◆ Job
Write out the data word for word, beginning at its very start and continuing through the line that contains "740), (423, 736)]]", with that line included. Leave any pictures out of your copy.
╭─ Supplied information
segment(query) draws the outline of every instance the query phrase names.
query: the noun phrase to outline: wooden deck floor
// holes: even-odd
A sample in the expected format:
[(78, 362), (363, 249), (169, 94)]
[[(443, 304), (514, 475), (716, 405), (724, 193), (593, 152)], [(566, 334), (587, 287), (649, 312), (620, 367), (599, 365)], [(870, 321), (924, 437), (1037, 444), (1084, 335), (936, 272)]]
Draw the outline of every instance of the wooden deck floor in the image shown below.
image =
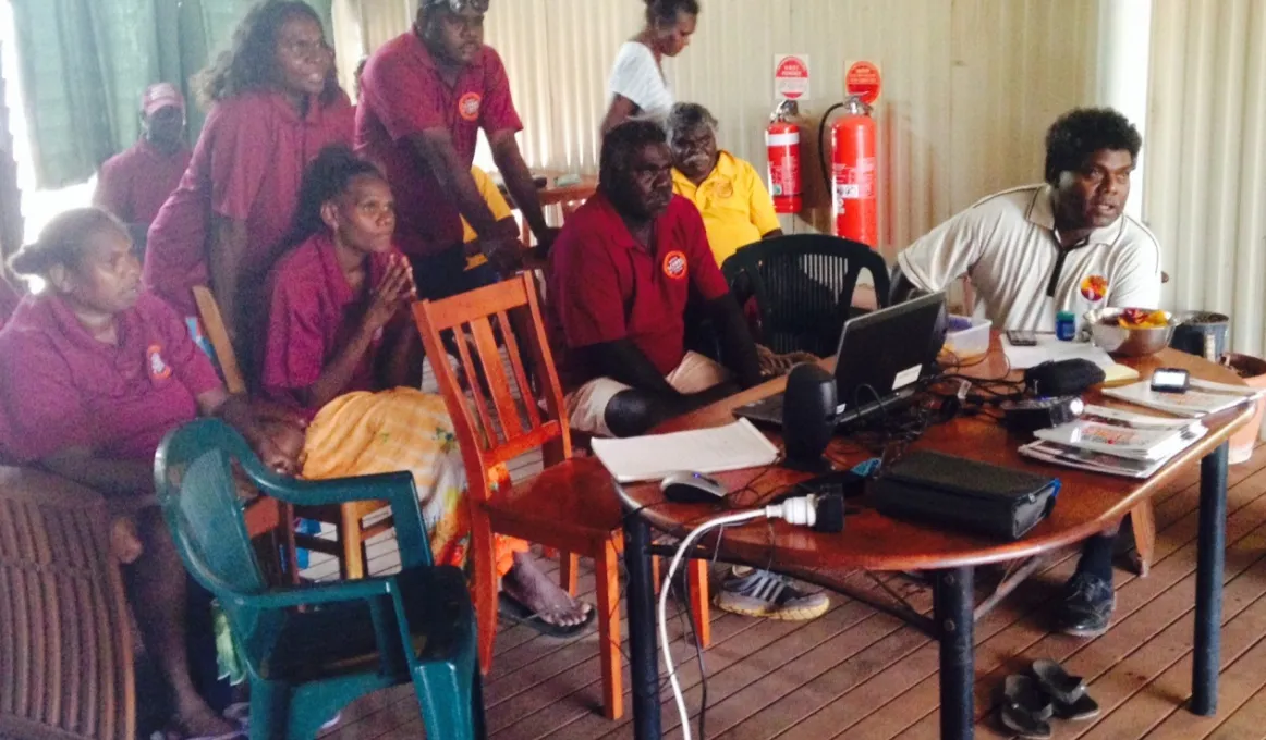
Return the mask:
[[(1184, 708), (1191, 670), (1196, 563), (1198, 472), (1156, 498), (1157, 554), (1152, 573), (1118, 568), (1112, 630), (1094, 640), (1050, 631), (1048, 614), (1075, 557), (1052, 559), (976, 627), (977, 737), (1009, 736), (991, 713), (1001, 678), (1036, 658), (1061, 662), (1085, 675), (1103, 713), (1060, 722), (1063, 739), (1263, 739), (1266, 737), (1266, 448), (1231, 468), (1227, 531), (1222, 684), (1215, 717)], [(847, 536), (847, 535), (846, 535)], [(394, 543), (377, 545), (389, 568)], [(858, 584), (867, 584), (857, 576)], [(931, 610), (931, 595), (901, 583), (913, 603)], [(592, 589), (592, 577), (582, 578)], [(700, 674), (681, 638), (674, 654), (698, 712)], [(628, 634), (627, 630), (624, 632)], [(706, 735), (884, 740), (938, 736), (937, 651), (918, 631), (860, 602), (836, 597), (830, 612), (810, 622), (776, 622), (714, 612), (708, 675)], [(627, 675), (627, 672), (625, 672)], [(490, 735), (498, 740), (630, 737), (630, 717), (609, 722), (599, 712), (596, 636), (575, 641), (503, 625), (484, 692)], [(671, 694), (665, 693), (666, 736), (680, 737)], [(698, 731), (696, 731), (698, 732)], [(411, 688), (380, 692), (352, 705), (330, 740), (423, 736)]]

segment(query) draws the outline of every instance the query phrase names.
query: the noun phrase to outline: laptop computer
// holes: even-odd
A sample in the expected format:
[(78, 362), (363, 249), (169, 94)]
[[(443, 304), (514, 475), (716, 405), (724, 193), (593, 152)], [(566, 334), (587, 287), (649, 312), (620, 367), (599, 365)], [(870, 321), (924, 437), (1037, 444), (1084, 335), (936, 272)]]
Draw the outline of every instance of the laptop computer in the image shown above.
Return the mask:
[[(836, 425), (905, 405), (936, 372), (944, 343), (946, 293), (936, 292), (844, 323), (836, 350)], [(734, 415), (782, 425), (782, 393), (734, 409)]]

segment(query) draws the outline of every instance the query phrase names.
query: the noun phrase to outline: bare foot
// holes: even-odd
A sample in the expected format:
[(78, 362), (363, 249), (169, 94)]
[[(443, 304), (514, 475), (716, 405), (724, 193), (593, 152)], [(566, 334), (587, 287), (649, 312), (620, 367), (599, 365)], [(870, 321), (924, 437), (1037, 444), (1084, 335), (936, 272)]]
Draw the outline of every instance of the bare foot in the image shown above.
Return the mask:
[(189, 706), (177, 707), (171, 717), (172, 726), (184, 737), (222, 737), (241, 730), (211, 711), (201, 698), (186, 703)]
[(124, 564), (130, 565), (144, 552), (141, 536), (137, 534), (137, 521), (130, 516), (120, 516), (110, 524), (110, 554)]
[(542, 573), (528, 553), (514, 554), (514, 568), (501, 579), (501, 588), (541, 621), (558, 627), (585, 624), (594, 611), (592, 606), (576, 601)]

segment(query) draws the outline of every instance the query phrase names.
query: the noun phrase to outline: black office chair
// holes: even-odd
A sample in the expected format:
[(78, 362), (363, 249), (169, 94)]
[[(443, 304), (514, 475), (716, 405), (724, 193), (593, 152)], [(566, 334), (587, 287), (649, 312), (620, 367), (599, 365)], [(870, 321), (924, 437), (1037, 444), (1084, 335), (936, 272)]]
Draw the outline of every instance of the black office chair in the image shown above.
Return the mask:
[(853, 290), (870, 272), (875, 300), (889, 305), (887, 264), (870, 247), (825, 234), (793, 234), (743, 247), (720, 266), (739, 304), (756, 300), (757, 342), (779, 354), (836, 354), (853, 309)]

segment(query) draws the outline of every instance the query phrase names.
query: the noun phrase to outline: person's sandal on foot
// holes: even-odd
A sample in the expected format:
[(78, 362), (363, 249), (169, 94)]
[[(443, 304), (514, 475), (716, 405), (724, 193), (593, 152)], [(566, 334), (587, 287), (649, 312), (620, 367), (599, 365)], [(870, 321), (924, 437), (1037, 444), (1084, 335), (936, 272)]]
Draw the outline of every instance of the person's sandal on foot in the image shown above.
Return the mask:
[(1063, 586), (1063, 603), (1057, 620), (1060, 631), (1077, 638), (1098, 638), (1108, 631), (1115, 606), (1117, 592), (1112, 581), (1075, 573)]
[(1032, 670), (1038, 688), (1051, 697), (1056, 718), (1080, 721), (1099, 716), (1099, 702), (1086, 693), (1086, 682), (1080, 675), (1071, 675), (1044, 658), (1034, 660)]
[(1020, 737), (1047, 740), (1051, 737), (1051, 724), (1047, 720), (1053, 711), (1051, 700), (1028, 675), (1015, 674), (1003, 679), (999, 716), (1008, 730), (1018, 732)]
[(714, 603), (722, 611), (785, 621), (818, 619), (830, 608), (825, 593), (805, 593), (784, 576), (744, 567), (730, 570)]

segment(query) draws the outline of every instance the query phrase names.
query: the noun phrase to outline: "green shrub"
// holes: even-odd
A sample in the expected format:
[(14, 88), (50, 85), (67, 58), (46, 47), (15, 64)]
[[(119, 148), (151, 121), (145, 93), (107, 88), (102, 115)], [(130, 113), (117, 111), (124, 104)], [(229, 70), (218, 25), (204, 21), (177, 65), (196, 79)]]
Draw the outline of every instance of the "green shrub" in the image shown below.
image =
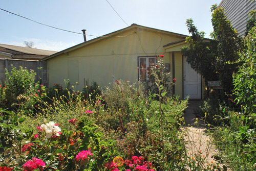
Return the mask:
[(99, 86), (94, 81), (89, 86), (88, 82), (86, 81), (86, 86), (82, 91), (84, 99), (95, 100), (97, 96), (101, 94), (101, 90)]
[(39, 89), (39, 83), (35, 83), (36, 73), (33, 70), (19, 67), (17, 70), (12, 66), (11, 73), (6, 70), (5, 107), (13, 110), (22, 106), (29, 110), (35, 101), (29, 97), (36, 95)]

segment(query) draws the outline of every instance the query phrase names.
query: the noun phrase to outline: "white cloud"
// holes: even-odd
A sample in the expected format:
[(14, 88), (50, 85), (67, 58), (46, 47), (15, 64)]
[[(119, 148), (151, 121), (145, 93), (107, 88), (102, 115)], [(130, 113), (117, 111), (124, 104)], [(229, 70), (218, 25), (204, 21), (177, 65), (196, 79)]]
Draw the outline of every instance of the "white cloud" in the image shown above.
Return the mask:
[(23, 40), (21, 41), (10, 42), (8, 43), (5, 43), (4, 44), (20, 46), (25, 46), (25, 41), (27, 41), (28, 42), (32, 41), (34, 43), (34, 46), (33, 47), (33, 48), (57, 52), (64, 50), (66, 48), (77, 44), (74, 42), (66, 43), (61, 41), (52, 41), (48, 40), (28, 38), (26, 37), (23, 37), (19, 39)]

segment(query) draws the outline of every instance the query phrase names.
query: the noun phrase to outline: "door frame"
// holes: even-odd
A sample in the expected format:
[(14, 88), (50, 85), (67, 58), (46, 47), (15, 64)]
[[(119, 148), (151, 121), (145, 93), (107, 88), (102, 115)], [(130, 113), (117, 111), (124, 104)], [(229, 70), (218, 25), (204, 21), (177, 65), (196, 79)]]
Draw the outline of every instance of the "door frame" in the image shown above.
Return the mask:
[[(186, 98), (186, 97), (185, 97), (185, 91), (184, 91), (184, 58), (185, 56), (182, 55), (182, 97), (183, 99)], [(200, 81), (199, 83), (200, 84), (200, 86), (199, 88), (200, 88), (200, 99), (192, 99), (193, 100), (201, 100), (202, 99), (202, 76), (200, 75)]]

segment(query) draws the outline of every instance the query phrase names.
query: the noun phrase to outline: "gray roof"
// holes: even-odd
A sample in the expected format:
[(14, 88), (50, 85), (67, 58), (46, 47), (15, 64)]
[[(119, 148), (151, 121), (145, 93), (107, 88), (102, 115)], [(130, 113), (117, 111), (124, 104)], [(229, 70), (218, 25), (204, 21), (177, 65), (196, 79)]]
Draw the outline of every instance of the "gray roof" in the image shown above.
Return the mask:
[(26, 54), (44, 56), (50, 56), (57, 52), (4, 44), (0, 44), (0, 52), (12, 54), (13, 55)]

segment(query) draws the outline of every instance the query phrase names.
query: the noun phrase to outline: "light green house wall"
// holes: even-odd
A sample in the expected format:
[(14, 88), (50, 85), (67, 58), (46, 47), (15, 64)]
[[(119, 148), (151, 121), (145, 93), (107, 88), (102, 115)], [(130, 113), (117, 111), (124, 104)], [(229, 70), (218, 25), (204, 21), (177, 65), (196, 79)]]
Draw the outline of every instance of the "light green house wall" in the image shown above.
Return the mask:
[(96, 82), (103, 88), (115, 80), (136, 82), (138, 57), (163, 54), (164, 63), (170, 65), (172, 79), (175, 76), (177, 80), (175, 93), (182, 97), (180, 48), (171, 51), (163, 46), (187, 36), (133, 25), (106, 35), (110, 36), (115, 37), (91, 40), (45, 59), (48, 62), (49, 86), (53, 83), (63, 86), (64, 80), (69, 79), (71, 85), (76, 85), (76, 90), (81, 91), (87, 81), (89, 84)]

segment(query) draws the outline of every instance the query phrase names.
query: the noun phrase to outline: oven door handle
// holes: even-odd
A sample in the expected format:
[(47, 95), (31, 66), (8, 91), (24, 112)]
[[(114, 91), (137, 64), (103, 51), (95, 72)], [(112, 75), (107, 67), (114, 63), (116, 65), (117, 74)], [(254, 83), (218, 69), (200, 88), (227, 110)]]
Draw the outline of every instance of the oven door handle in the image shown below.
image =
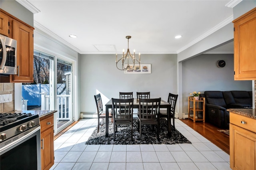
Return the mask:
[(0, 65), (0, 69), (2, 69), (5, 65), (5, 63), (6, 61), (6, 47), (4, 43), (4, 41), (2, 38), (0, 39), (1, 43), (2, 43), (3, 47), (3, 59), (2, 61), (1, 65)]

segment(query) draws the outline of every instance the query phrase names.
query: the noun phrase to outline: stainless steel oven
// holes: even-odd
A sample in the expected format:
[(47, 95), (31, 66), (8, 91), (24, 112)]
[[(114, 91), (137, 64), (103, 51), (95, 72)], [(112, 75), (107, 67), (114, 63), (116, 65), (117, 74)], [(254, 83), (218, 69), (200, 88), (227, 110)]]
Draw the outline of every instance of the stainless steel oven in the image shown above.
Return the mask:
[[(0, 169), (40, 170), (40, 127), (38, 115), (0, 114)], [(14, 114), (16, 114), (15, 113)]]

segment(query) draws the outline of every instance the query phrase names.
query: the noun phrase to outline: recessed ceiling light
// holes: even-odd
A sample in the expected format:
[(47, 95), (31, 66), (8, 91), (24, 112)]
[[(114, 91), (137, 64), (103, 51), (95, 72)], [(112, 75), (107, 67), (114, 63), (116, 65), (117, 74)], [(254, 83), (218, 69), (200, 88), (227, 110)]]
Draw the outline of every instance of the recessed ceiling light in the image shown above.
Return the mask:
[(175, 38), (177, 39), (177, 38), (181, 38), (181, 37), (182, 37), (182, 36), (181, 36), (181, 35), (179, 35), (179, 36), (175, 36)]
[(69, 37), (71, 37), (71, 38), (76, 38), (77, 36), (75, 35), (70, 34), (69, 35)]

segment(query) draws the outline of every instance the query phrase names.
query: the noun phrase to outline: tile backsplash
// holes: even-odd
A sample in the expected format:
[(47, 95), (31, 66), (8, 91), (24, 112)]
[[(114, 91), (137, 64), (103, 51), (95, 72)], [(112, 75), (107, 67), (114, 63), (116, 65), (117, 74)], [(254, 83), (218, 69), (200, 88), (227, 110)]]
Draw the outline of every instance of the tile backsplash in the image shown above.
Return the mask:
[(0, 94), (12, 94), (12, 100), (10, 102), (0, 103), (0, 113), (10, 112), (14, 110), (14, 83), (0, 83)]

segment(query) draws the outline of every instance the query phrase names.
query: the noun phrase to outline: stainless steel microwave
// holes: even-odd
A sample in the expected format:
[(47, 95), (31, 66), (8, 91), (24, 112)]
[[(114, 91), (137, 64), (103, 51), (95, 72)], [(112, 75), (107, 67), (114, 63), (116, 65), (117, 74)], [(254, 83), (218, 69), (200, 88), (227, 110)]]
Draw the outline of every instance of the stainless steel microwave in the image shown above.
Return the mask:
╰─
◆ In response
segment(query) draws the outline of every instance the query phrase names.
query: the noun phrase to outline: wooden deck floor
// holes: even-odd
A sample in the expected format:
[(78, 362), (363, 249), (169, 94)]
[[(443, 304), (514, 475), (716, 405), (724, 193), (593, 152)], [(566, 334), (587, 287), (649, 312), (620, 367), (599, 365)], [(870, 321), (924, 437), (1037, 444), (1084, 335), (936, 272)]]
Draw the outline of every instance of the wooden deck floor in the image shown below.
image =
Return the mask:
[[(1184, 708), (1191, 670), (1196, 563), (1198, 472), (1156, 498), (1157, 554), (1152, 573), (1118, 568), (1112, 630), (1094, 640), (1050, 631), (1048, 614), (1075, 557), (1052, 559), (976, 627), (977, 737), (1009, 736), (991, 713), (1001, 678), (1036, 658), (1061, 662), (1085, 675), (1103, 713), (1060, 722), (1063, 739), (1263, 739), (1266, 737), (1266, 448), (1231, 468), (1227, 531), (1222, 684), (1215, 717)], [(847, 536), (847, 535), (846, 535)], [(394, 543), (377, 545), (389, 568)], [(858, 584), (867, 584), (857, 576)], [(931, 610), (931, 595), (901, 583), (913, 603)], [(592, 589), (592, 577), (582, 578)], [(700, 674), (681, 638), (674, 654), (698, 712)], [(628, 634), (627, 630), (624, 632)], [(706, 735), (884, 740), (938, 736), (937, 651), (918, 631), (860, 602), (836, 597), (830, 612), (810, 622), (776, 622), (714, 612), (708, 675)], [(627, 675), (627, 672), (625, 672)], [(490, 735), (498, 740), (630, 737), (630, 717), (609, 722), (599, 712), (596, 636), (575, 641), (503, 625), (484, 692)], [(671, 694), (665, 693), (666, 736), (680, 737)], [(698, 731), (696, 731), (698, 732)], [(411, 688), (380, 692), (352, 705), (330, 740), (423, 736)]]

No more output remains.